● **Source text**
____

Studio album by Leon Thomas
- Released: 1970
- Recorded: 1970
- Studio: New York City
- Genre: Jazz
- Length: 39:08
- Label: Flying Dutchman FD/FDS 10132
- Producer: Bob Thiele

Leon Thomas chronology
| Spirits Known and Unknown (1970) | The Leon Thomas Album (1970) | Leon Thomas in Berlin (1971) |

= The Leon Thomas Album =

The Leon Thomas Album is the second album by American jazz vocalist and percussionist Leon Thomas recorded in 1970 and released by the Flying Dutchman label.

==Reception==

AllMusic reviewer Thom Jurek stated: "On the follow-up to the mind-blowing Spirits Known and Unknown, singer, multi-instrumentalist, arranger, and composer Leon Thomas decided to take a different track. Far from the sparely orchestrated ensembles of the previous works, Thomas loaded this set with jazz luminaries ... Side one is the up-tempo jazz ride, as Thomas and company rip through a host of his own tunes ... The real gem on the album is "Pharaoh's Tune (The Journey)," which comprises all of side two ... It's a breathtaking ride made all the more so by the long, jazzed-out setup of side one. Why this guy wasn't huge is a mystery.". Critic Robert Christgau said "He has literally expanded the musical possibilities of the human voice. He is as powerful a jazz/blues singer as Joe Williams or Joe Turner, both of whom he occasionally resembles, as inventive a scatter as Ella Fitzgerald ... I have to suspend my disbelief and recommend this record unreservedly to anyone with the slightest fondness for jazz".

____

● **Explore the material**
- 1) Using the album article, decide whether each statement agrees with it: (a) the album came out on the Flying Dutchman label; (b) it was Leon Thomas's first album; (c) Bob Thiele produced it. For each, give yes or no and quote the words of the article that settle it.
- 2) Summarize the album article in two sentences.
- 3) Write the next part of the album article, following on from the end of its Reception section.
The lines that come next are separate material and are not part of the album article.

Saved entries

____

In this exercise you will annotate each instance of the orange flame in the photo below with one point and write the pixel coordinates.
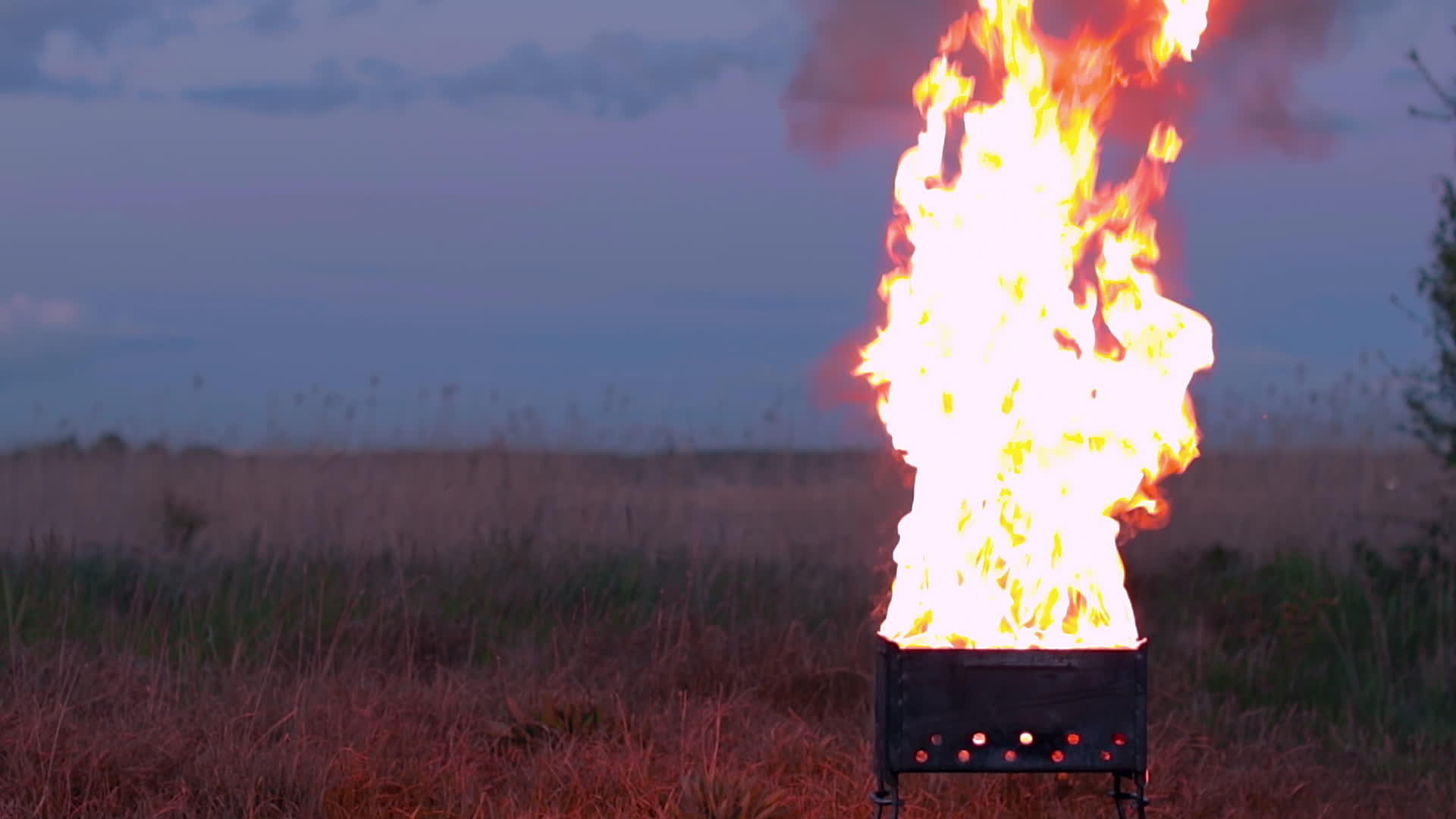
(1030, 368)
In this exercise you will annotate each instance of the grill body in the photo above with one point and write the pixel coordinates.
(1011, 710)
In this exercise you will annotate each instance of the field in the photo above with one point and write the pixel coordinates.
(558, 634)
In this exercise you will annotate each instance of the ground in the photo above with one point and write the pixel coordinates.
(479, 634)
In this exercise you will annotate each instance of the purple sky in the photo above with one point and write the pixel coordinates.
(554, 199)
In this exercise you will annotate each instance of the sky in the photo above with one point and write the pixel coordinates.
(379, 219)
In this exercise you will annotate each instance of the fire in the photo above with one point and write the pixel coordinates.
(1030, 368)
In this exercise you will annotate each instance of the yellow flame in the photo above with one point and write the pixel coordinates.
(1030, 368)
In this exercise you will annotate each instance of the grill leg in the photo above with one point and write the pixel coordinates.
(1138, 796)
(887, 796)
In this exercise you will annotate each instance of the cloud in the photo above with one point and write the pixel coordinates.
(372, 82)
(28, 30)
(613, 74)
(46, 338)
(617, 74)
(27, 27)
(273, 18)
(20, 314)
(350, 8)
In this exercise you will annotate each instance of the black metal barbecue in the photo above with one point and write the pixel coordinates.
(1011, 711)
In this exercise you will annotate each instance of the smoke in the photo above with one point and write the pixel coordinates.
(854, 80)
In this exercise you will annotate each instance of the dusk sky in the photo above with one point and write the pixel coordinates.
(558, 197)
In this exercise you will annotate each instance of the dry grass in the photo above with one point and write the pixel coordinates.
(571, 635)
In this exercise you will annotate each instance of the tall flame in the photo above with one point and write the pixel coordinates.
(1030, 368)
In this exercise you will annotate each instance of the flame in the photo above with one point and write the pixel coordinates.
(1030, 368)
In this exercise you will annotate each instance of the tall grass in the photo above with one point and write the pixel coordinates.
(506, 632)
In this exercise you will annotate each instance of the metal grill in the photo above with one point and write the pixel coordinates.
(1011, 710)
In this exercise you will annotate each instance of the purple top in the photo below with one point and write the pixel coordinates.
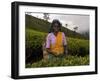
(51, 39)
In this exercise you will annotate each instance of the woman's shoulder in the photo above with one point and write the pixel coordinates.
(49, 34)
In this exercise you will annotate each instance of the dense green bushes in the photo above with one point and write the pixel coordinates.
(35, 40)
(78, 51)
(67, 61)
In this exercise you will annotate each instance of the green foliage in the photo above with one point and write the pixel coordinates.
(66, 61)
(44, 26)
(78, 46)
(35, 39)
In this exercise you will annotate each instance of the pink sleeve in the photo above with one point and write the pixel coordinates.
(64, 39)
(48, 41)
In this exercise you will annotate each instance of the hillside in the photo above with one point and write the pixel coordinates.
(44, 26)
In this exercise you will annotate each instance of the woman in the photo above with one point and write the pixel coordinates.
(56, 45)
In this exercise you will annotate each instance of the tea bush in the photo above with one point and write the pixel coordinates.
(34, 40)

____

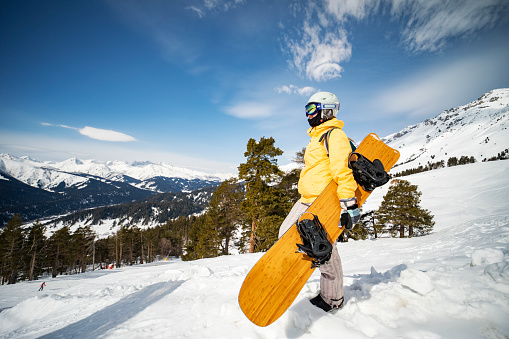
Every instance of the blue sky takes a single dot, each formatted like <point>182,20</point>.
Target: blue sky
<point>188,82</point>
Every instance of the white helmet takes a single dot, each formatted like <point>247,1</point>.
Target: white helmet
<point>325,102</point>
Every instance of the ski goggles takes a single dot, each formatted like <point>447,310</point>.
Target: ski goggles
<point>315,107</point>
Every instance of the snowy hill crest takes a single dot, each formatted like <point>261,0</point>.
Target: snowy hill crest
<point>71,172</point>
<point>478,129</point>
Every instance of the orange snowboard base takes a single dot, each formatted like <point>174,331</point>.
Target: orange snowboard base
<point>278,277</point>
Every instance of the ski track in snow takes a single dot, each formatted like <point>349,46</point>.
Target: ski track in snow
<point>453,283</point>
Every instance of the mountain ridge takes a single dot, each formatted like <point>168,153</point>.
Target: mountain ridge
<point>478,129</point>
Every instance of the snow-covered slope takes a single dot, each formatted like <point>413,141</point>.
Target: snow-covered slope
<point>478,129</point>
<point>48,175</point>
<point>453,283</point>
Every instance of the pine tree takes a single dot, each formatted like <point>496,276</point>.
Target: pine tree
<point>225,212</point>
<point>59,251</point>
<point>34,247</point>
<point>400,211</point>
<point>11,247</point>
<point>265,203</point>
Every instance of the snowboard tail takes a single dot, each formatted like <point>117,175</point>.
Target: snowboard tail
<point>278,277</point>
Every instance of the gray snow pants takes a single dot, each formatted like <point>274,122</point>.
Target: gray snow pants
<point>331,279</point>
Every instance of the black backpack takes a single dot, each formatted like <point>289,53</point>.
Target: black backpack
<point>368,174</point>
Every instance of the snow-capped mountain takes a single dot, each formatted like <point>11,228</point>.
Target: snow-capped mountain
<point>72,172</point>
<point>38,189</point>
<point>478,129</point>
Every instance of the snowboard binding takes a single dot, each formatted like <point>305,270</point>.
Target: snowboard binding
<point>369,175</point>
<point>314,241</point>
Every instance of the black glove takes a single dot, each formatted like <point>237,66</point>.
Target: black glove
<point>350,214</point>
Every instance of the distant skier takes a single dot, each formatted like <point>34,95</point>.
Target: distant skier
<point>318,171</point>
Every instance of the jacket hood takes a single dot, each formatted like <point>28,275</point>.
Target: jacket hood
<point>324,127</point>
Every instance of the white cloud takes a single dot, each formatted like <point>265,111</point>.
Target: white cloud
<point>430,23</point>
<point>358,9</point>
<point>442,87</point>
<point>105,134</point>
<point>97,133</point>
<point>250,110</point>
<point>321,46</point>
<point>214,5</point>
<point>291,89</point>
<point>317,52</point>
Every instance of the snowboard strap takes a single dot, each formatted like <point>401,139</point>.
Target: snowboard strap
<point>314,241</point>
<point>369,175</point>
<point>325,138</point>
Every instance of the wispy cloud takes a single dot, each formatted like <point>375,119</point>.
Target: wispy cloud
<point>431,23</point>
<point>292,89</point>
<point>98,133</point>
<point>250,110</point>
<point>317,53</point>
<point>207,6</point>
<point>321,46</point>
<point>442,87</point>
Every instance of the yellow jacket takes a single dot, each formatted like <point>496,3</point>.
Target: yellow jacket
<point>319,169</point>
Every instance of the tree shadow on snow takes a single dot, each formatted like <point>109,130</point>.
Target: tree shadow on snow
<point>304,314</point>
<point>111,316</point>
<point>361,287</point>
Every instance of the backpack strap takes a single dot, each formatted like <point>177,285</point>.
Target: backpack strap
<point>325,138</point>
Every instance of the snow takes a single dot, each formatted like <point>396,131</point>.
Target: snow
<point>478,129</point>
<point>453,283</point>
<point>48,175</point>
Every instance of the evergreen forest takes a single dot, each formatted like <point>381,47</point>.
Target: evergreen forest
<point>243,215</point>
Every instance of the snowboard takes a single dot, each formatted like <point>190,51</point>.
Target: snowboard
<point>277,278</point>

____

● **Answer set**
- 1)
(a) Yes: "released by the Flying Dutchman label."
(b) No: "is the second album by American jazz vocalist and percussionist Leon Thomas"
(c) Yes: "Producer: Bob Thiele"

- 2) The Leon Thomas Album is the second album by American jazz vocalist and percussionist Leon Thomas, recorded in 1970 and released by the Flying Dutchman label. AllMusic reviewer Thom Jurek called "Pharaoh's Tune (The Journey)," which fills side two, the album's real gem, and critic Robert Christgau recommended the record unreservedly to anyone with the slightest fondness for jazz.

- 3)
Professional ratings
Review scores
| Source | Rating |
| AllMusic | Star |
| Christgau's Record Guide | A |

==Track listing==
All compositions by Leon Thomas except where noted
1. "Come Along" (Leon Thomas, Neal Creque) − 3:02
2. "I Am" − 3:17
3. "Bag's Groove" (Milt Jackson, Ellen May Shashoyan) − 3:19
4. "Um, Um, Um" − 11:35
5. "Pharoah's Tune (The Journey)" (Leon Thomas, Pharoah Sanders) − 17:55

==Personnel==
- Leon Thomas − vocals, maracas, Thailand flute, Hindewe flute, Freedom flute (Ecuador), bells
- Ernie Royal − trumpet (tracks 1–3 & 5)
- Donald Smith (tracks 1–3 & 5), James Spaulding (tracks 4 & 5) − flute
- Sonny Morgan − bongos, African oboe
- Jerome Richardson − alto saxophone (tracks 1–3 & 5)
- Billy Harper − tenor saxophone (tracks 1–3 & 5)
- Howard Johnson − baritone saxophone (tracks 1–3 & 5)
- Arthur Sterling – piano
- John Williams Jr. − electric bass (tracks 1–3 & 5)
- Bob Cunningham − bass (tracks 4 & 5)
- Billy Cobham (tracks 1–3 & 5), Roy Haynes (tracks 4 & 5) − drums
- Gene Golden − bongos (tracks 4 & 5)
- Richie "Pablo" Landrum − congas
- Oliver Nelson − arranger, conductor (tracks 1–3 & 5)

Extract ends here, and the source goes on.